→ **Task directions**: Display each line of the records below that contains the string "young". The match is case-sensitive.

→ **Input rows**:
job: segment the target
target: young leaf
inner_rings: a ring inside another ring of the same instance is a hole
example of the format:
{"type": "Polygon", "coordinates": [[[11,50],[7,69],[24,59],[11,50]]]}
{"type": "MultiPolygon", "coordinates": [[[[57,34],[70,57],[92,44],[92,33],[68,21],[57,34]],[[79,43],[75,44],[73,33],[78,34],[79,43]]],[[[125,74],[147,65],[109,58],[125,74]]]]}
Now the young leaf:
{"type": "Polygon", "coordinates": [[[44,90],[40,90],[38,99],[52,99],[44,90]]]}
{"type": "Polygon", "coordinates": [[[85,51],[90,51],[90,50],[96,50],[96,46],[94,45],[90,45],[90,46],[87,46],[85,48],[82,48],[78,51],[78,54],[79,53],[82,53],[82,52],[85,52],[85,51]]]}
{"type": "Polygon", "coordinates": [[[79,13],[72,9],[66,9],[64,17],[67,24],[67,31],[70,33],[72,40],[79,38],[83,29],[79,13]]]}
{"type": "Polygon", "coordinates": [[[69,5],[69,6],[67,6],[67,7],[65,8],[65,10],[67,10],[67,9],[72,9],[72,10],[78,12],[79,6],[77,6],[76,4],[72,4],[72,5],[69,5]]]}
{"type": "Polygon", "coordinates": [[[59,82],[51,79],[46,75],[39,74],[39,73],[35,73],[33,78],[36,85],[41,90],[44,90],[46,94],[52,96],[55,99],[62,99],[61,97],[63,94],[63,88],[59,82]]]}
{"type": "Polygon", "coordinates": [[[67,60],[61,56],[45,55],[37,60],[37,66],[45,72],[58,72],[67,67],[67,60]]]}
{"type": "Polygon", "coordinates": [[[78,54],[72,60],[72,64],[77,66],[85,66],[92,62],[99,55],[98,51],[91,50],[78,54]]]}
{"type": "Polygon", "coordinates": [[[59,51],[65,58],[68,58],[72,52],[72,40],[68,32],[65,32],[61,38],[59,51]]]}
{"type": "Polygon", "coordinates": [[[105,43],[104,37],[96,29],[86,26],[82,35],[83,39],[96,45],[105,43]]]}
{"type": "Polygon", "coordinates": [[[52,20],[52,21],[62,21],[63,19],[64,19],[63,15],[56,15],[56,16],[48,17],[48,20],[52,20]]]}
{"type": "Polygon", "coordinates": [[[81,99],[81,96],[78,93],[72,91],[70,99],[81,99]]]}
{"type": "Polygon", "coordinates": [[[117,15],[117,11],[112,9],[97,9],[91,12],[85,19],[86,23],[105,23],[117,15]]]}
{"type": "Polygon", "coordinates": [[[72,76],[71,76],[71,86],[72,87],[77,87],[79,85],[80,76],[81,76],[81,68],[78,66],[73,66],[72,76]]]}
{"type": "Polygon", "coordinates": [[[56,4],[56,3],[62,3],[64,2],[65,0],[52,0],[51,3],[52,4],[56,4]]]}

→ **Exercise output**:
target: young leaf
Now the young leaf:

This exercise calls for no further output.